Task prompt ->
Repeat, exactly and alone, every line from the line that contains "Question. Indicate one point on each instance of the roof" to the end of the entries.

Records from a dataset:
--- --- ---

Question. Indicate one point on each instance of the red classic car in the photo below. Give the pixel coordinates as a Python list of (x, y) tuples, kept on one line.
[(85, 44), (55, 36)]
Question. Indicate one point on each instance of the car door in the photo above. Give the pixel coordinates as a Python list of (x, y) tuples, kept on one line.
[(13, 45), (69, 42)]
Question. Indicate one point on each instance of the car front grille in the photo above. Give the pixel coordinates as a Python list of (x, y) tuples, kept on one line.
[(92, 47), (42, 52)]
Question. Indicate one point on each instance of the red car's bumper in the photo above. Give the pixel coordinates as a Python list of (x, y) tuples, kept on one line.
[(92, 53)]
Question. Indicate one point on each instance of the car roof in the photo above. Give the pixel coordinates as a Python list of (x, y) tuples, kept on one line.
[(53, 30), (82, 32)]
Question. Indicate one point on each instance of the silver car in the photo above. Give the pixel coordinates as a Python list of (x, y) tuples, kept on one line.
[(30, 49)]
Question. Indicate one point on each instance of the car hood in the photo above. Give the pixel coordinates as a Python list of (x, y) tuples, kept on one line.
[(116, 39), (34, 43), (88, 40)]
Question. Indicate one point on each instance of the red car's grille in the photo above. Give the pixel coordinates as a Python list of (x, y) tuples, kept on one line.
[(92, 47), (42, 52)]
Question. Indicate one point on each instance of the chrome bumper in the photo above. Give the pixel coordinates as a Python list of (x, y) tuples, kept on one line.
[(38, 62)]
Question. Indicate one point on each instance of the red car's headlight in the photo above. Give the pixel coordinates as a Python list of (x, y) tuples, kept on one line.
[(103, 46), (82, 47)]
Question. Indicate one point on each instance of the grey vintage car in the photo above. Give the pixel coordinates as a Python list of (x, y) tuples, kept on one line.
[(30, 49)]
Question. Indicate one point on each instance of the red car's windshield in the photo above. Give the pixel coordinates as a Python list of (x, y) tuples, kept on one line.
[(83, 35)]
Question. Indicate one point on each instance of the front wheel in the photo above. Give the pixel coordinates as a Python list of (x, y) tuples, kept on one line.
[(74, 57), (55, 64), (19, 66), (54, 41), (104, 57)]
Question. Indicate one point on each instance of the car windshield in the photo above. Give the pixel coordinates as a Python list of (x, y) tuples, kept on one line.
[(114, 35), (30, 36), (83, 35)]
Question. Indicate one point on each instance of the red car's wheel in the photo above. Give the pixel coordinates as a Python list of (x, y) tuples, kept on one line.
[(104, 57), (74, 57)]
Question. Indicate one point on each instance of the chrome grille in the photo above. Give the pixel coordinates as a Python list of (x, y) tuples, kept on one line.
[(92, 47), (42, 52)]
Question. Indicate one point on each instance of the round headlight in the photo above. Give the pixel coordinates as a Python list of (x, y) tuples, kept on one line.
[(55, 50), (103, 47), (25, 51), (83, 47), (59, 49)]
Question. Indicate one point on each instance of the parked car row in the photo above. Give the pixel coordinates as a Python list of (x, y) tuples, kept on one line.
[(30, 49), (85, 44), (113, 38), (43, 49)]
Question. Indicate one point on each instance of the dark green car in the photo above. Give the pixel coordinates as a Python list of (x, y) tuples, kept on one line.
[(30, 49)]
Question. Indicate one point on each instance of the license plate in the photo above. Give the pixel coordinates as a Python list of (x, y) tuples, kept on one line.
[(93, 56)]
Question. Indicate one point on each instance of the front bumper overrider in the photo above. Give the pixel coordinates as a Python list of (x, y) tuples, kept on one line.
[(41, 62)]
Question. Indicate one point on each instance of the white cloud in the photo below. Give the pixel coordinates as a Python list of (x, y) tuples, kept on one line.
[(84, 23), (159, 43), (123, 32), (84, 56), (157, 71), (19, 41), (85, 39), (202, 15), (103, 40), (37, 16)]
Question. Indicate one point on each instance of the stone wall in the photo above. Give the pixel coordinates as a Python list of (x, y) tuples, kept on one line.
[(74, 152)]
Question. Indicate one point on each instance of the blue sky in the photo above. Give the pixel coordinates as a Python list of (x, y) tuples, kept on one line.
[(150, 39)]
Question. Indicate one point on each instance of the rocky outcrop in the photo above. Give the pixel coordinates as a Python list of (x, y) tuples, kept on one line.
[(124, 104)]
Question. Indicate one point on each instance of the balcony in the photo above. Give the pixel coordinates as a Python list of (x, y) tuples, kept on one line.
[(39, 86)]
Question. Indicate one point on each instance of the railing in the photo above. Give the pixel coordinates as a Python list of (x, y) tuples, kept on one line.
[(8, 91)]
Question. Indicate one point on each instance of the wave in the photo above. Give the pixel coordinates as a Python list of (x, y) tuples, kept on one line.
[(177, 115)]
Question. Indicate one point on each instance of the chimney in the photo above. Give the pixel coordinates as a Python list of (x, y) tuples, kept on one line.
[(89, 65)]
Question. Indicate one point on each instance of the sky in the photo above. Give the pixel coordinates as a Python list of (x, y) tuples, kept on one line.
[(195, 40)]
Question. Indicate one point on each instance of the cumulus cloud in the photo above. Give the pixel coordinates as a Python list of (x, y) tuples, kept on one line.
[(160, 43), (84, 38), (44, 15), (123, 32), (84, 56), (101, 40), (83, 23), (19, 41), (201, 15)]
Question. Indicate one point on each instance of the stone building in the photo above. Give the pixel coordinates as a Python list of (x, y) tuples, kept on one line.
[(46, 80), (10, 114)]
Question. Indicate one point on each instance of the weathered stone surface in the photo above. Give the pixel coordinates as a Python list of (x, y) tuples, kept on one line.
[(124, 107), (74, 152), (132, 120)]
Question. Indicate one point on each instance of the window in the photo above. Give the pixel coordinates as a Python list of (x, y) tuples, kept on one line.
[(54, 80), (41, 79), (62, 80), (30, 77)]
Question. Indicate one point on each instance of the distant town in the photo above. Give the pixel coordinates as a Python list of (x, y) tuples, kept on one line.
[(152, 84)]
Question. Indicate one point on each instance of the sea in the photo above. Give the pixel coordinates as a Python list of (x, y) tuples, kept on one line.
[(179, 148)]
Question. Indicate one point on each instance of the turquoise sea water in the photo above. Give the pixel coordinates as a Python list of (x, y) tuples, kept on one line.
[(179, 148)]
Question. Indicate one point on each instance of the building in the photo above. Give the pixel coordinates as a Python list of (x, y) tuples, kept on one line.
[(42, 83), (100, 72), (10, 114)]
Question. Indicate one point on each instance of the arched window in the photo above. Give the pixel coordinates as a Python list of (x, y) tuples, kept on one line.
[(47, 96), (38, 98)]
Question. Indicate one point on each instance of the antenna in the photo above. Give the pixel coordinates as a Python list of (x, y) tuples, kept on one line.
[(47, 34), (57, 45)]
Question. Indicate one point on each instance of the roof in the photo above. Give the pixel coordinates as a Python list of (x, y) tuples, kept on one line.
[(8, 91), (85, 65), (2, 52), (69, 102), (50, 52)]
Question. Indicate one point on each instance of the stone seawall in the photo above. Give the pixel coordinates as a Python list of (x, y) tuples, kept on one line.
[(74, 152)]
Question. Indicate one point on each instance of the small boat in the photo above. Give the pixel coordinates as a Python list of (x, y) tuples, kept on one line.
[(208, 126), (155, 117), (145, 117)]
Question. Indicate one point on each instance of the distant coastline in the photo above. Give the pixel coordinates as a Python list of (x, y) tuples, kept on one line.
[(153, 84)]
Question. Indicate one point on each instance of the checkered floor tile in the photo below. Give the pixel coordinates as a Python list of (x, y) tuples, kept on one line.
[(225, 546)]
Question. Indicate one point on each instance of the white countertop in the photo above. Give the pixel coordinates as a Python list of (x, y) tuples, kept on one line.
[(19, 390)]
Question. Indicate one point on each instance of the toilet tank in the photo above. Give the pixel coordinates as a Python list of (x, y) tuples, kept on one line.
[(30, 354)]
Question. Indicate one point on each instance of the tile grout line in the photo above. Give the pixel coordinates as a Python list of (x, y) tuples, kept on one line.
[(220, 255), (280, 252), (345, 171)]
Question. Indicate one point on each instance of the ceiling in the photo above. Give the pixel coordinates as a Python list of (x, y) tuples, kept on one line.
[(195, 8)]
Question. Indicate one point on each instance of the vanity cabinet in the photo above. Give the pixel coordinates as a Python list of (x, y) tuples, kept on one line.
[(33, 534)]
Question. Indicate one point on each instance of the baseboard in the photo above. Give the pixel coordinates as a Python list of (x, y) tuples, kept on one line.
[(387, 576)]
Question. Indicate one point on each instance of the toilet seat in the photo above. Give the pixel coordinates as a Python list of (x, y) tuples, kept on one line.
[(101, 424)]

--- --- ---

Result below ->
Question. Indicate one point on each instance of the roof in the photo above. Give the pixel coordinates as a Python list of (x, y) tuples, kept on one line.
[(8, 91), (85, 65), (2, 52), (69, 102), (50, 52)]
Question. Indicate one point on each instance of the stone seawall in the photo above. Give the pixel coordinates as a Python list of (x, y) tuples, kept on one line.
[(74, 152)]
Question. Indicate one point on each instance of the small boat in the photo above. Give the pixel coordinates as a Python list of (x, y) tuples, kept on one line.
[(208, 126), (155, 117), (145, 117)]
Question. Indicate one point on each instance of the distant coastline in the photo above. Give the pixel coordinates as a Python list of (x, y) tuples, kept on one line.
[(153, 84)]
Question. Indicate one point on each instance of the checkered floor tile in the photo below. Give the pixel coordinates as a Python list of (x, y) tuples, kept on one line.
[(225, 546)]
Question. Indicate one point on each instance of the white countertop in the photo above. Give the pixel coordinates as a Python list of (x, y) tuples, kept on one line.
[(19, 390)]
Question. Indicate one point on each instance of the toilet tank in the photo above. Give the pixel coordinates as a Python list of (x, y) tuples, kept on one line.
[(30, 354)]
Question. Indicate one point on each instance of the tile grout line in the photo above. Give the pixel coordinates as a Python list of (x, y) tuples, kept on one line.
[(220, 255), (280, 252), (345, 171)]
Question. Indicate one point on each instance of the ceiling in the photo above. Give the pixel coordinates as a Python list of (x, y) tuples, kept on one line.
[(195, 8)]
Question. Indicate one point on each instance of the vanity cabinet in the photo above. Give the pixel coordinates as a Python list of (x, y) tuples, kept on one line.
[(33, 534)]
Question. Indicate one point on each instance of the baseboard in the photo above. Give the pixel coordinates as a Python list of (x, y) tuples, kept on one line.
[(387, 576)]
Question. Indicate one point on each instance of the toilet seat in the photo above. Give the pixel coordinates as a Python list of (x, y) tuples, kept on one line.
[(101, 424)]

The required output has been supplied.